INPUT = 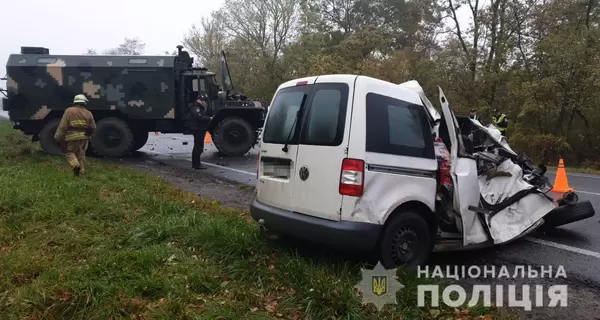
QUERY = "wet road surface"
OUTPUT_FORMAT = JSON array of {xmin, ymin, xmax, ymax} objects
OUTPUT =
[{"xmin": 140, "ymin": 134, "xmax": 600, "ymax": 287}]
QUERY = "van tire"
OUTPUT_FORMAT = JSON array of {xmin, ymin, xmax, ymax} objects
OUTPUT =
[
  {"xmin": 38, "ymin": 118, "xmax": 62, "ymax": 155},
  {"xmin": 91, "ymin": 117, "xmax": 134, "ymax": 158},
  {"xmin": 379, "ymin": 211, "xmax": 433, "ymax": 269},
  {"xmin": 212, "ymin": 117, "xmax": 256, "ymax": 157}
]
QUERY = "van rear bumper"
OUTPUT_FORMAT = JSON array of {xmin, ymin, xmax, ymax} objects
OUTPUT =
[{"xmin": 250, "ymin": 200, "xmax": 383, "ymax": 251}]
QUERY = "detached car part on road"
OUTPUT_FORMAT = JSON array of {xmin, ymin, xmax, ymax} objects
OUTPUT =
[
  {"xmin": 250, "ymin": 75, "xmax": 595, "ymax": 267},
  {"xmin": 3, "ymin": 46, "xmax": 266, "ymax": 158}
]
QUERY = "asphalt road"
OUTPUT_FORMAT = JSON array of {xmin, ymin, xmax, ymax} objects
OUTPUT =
[
  {"xmin": 0, "ymin": 111, "xmax": 600, "ymax": 288},
  {"xmin": 141, "ymin": 134, "xmax": 600, "ymax": 287}
]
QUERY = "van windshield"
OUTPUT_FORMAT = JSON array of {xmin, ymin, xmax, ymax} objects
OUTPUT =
[{"xmin": 263, "ymin": 87, "xmax": 307, "ymax": 144}]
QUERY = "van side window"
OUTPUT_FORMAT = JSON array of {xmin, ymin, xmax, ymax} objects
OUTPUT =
[
  {"xmin": 263, "ymin": 87, "xmax": 308, "ymax": 144},
  {"xmin": 300, "ymin": 83, "xmax": 349, "ymax": 146},
  {"xmin": 366, "ymin": 93, "xmax": 435, "ymax": 159}
]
****
__Problem statement__.
Substitute "truck" for "van" throughout all the lines above and change nothing else. Leave the pictures out of your answer.

__Result for this exercise__.
INPUT = 
QUERY = "wet road surface"
OUTPUT_FORMAT = JSON array of {xmin, ymin, xmax, ymax} objects
OUTPUT =
[{"xmin": 140, "ymin": 134, "xmax": 600, "ymax": 287}]
QUERY = "truck tire"
OUTPUT_FORMAT = JSON array of {xmin, ymin, xmax, ymax} objects
OUTPUT =
[
  {"xmin": 38, "ymin": 118, "xmax": 62, "ymax": 155},
  {"xmin": 91, "ymin": 117, "xmax": 134, "ymax": 158},
  {"xmin": 379, "ymin": 211, "xmax": 433, "ymax": 269},
  {"xmin": 212, "ymin": 117, "xmax": 256, "ymax": 157}
]
QUERY = "truck rear bumper"
OUTPUT_FORMAT = JSON array of {xmin, ymin, xmax, ymax} objects
OUTPUT =
[{"xmin": 250, "ymin": 200, "xmax": 383, "ymax": 251}]
QUERY = "detached car part on road"
OUTPUT_FORMAT = JSON array of {xmin, ymin, xmax, ymax} objects
OUTPUT =
[
  {"xmin": 250, "ymin": 75, "xmax": 595, "ymax": 267},
  {"xmin": 3, "ymin": 46, "xmax": 266, "ymax": 158}
]
QUERY = "asphalt road"
OUTPUT_FORMAT = JSON array of {xmin, ymin, xmax, ymax} objects
OUTPUT =
[
  {"xmin": 0, "ymin": 111, "xmax": 600, "ymax": 288},
  {"xmin": 141, "ymin": 134, "xmax": 600, "ymax": 287}
]
QUERY = "truck windshield"
OUTPUT_FORMAT = JSON array of {xmin, ymin, xmax, ymax} objects
OUTPUT =
[{"xmin": 263, "ymin": 87, "xmax": 307, "ymax": 144}]
QUERY = "truck side window"
OUTPUT_FORMAT = JSON array of {xmin, ymin, xmax, ymax} objects
OUTPUT =
[
  {"xmin": 263, "ymin": 87, "xmax": 308, "ymax": 144},
  {"xmin": 300, "ymin": 83, "xmax": 349, "ymax": 146},
  {"xmin": 366, "ymin": 93, "xmax": 435, "ymax": 159}
]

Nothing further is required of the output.